Start of Records provided
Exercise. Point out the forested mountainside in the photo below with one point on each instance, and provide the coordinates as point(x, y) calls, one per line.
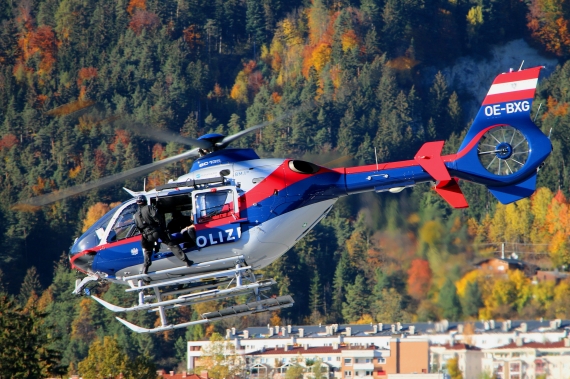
point(78, 78)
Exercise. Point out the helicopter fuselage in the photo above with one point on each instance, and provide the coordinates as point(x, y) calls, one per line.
point(255, 208)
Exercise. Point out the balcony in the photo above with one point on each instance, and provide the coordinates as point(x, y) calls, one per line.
point(363, 366)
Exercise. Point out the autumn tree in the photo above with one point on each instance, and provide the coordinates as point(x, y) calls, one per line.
point(548, 23)
point(25, 352)
point(449, 301)
point(106, 359)
point(419, 278)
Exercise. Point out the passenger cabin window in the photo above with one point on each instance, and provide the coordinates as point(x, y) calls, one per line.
point(124, 226)
point(215, 205)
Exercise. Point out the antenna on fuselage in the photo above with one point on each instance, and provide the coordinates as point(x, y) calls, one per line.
point(376, 156)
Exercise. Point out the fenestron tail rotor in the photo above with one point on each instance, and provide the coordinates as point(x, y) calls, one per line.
point(503, 150)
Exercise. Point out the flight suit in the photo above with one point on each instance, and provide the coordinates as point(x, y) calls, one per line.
point(149, 222)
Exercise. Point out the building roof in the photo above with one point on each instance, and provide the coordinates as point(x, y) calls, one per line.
point(510, 261)
point(324, 331)
point(172, 375)
point(535, 345)
point(294, 350)
point(458, 346)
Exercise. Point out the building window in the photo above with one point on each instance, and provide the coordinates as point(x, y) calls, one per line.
point(539, 367)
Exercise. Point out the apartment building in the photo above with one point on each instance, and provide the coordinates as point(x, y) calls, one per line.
point(519, 360)
point(377, 351)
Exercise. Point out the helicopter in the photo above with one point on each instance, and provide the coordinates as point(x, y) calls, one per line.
point(248, 211)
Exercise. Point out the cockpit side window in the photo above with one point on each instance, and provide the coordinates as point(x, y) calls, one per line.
point(124, 226)
point(214, 205)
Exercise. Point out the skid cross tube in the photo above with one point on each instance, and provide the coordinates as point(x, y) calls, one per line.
point(219, 274)
point(188, 299)
point(235, 311)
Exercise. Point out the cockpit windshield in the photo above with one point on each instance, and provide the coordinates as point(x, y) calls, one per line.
point(90, 238)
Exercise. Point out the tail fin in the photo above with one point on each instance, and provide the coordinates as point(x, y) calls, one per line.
point(503, 148)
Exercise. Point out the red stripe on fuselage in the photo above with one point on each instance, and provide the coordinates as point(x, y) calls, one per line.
point(515, 76)
point(527, 94)
point(102, 247)
point(372, 167)
point(279, 179)
point(410, 163)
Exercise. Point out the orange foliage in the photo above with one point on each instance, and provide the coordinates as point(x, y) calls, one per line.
point(276, 98)
point(8, 141)
point(248, 82)
point(560, 197)
point(316, 56)
point(192, 37)
point(82, 327)
point(70, 108)
point(42, 99)
point(143, 20)
point(402, 63)
point(100, 160)
point(548, 25)
point(45, 42)
point(41, 41)
point(336, 76)
point(157, 152)
point(120, 136)
point(419, 278)
point(86, 73)
point(136, 4)
point(73, 172)
point(349, 40)
point(217, 93)
point(41, 185)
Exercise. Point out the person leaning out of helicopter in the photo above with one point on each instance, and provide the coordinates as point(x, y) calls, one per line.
point(184, 225)
point(149, 222)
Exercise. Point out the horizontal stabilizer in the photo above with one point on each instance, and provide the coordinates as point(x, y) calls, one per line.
point(429, 157)
point(509, 194)
point(451, 192)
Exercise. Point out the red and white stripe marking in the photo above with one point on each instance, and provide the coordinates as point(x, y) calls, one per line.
point(513, 86)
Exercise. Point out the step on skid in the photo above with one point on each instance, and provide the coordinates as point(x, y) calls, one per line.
point(223, 284)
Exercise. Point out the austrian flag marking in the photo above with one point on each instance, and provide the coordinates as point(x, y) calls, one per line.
point(513, 87)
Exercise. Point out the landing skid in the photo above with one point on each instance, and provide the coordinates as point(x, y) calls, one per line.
point(200, 288)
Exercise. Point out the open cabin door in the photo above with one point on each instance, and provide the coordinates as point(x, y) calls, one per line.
point(216, 216)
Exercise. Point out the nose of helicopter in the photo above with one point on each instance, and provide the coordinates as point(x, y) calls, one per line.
point(81, 259)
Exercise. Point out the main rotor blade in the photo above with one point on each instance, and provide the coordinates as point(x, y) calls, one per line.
point(166, 136)
point(229, 139)
point(103, 182)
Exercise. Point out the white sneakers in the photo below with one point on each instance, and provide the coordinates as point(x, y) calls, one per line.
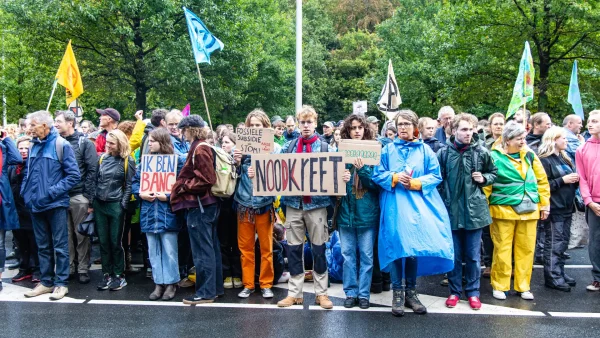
point(501, 295)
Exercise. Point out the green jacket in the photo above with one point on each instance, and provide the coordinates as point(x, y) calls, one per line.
point(364, 212)
point(464, 198)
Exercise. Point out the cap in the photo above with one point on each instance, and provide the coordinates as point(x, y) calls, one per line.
point(372, 119)
point(111, 112)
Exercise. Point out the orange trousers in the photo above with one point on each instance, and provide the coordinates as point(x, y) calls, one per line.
point(247, 231)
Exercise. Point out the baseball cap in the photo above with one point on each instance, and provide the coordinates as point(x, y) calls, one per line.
point(111, 112)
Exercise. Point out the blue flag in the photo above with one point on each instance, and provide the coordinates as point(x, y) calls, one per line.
point(203, 42)
point(574, 96)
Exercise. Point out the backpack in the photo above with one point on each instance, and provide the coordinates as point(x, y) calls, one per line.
point(226, 173)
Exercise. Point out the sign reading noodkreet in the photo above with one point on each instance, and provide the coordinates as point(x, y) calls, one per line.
point(368, 151)
point(307, 174)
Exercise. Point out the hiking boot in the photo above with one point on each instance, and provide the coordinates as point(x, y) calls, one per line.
point(267, 293)
point(118, 283)
point(245, 293)
point(350, 302)
point(197, 300)
point(39, 289)
point(289, 301)
point(228, 283)
point(412, 302)
point(105, 284)
point(324, 301)
point(398, 303)
point(21, 276)
point(170, 292)
point(59, 293)
point(84, 278)
point(159, 289)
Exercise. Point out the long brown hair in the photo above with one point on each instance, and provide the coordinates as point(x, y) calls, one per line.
point(347, 126)
point(162, 136)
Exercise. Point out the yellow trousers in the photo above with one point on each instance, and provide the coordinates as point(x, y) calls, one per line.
point(512, 238)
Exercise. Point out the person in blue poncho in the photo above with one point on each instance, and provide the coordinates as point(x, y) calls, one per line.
point(415, 237)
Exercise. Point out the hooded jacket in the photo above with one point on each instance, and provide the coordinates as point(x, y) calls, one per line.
point(47, 181)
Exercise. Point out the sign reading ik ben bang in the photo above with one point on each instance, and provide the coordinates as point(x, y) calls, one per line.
point(312, 174)
point(158, 173)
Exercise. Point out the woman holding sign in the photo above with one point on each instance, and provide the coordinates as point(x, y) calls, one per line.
point(357, 219)
point(158, 222)
point(414, 224)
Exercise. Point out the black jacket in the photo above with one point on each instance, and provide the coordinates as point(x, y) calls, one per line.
point(87, 160)
point(562, 195)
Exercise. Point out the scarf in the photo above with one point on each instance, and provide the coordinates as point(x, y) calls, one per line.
point(308, 143)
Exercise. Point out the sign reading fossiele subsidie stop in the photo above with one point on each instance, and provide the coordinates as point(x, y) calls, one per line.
point(306, 174)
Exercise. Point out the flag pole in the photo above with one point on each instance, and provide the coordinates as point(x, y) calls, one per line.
point(52, 94)
point(204, 95)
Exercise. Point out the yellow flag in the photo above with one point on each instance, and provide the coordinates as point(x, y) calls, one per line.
point(68, 75)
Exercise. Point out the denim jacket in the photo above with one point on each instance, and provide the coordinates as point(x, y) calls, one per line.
point(317, 202)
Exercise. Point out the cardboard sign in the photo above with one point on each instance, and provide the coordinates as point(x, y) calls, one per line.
point(312, 174)
point(369, 151)
point(158, 173)
point(255, 140)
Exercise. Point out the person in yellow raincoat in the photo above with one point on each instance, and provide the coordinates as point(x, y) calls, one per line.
point(518, 198)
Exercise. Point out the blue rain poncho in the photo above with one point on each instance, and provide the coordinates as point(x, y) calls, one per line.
point(413, 223)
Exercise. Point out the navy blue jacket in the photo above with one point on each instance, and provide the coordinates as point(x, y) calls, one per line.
point(47, 181)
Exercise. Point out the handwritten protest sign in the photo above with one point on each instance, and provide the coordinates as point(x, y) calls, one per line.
point(308, 174)
point(255, 140)
point(368, 151)
point(158, 173)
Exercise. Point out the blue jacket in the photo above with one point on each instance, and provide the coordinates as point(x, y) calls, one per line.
point(413, 223)
point(181, 146)
point(47, 181)
point(156, 217)
point(316, 201)
point(9, 219)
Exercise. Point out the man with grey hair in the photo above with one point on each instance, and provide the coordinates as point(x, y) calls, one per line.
point(50, 173)
point(82, 194)
point(572, 125)
point(445, 117)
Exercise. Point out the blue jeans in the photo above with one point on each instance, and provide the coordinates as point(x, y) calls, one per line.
point(467, 249)
point(351, 240)
point(206, 252)
point(52, 237)
point(404, 268)
point(162, 252)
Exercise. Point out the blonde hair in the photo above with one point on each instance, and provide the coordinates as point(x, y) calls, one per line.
point(548, 145)
point(122, 142)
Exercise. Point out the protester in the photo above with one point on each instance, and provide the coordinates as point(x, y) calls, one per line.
point(445, 117)
point(82, 194)
point(409, 173)
point(466, 167)
point(50, 174)
point(192, 191)
point(29, 264)
point(255, 219)
point(358, 219)
point(116, 170)
point(9, 220)
point(572, 125)
point(109, 119)
point(563, 183)
point(518, 198)
point(588, 168)
point(227, 228)
point(427, 127)
point(159, 224)
point(306, 214)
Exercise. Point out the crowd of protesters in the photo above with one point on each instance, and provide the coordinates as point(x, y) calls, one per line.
point(448, 192)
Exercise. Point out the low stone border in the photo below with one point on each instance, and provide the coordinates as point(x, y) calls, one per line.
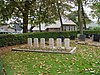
point(46, 51)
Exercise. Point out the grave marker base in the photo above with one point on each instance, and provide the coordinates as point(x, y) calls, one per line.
point(47, 51)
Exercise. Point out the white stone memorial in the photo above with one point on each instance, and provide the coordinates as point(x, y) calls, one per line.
point(36, 45)
point(30, 42)
point(51, 43)
point(42, 42)
point(59, 43)
point(67, 43)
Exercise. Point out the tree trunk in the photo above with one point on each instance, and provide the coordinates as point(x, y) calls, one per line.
point(60, 16)
point(40, 27)
point(80, 17)
point(83, 14)
point(25, 17)
point(25, 22)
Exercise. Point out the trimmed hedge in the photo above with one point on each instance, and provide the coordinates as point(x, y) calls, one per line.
point(10, 39)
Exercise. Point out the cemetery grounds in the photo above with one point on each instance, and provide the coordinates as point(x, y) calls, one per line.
point(85, 61)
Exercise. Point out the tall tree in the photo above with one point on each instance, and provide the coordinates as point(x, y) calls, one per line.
point(21, 6)
point(96, 11)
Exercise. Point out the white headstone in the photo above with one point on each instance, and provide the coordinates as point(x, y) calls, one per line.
point(51, 43)
point(30, 42)
point(59, 43)
point(67, 43)
point(42, 42)
point(36, 45)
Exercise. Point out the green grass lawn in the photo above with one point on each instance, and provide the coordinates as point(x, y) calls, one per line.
point(86, 61)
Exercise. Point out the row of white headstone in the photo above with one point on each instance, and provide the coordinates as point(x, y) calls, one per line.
point(51, 43)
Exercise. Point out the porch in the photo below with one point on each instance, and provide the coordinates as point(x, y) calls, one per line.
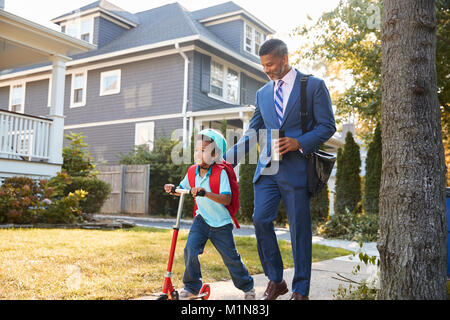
End of Records provided
Short problem:
Rewrite the data as a numbered list, starting at the first line and ending at the line that contains "point(503, 150)", with both ends included and blank lines left out. Leave the pictures out of the list.

Complete response:
1. Exercise. Point out the forested mountainside in the photo below with one point on each instance, and provide the coordinates as point(x, y) calls, one per line.
2. point(78, 78)
3. Exercise. Point out the helicopter fuselage in the photo above with one point on each instance, and provide the coordinates as point(x, y) calls, one per line.
4. point(255, 208)
5. Exercise. Point out the balcony in the photo above with one point on each instance, and provide the coordinates as point(x, y) calls, one per line.
6. point(363, 366)
7. Exercise. Point out the autumn tree in the photo above with one point on each instance, and provide the coordinates as point(x, y) calls, one per line.
8. point(548, 23)
9. point(25, 352)
10. point(449, 301)
11. point(106, 359)
12. point(419, 278)
13. Exercise. Point out the passenger cabin window in the photo above with one point on each instance, and provide the coordinates as point(x, y) calls, one per line.
14. point(124, 226)
15. point(215, 205)
16. Exercise. Point out the antenna on fuselage in the photo above with one point on each instance, and provide the coordinates as point(x, y) calls, one per line.
17. point(376, 156)
18. Exercise. Point out the fenestron tail rotor in the photo above with one point on each instance, and provide the coordinates as point(x, y) calls, one per line.
19. point(503, 150)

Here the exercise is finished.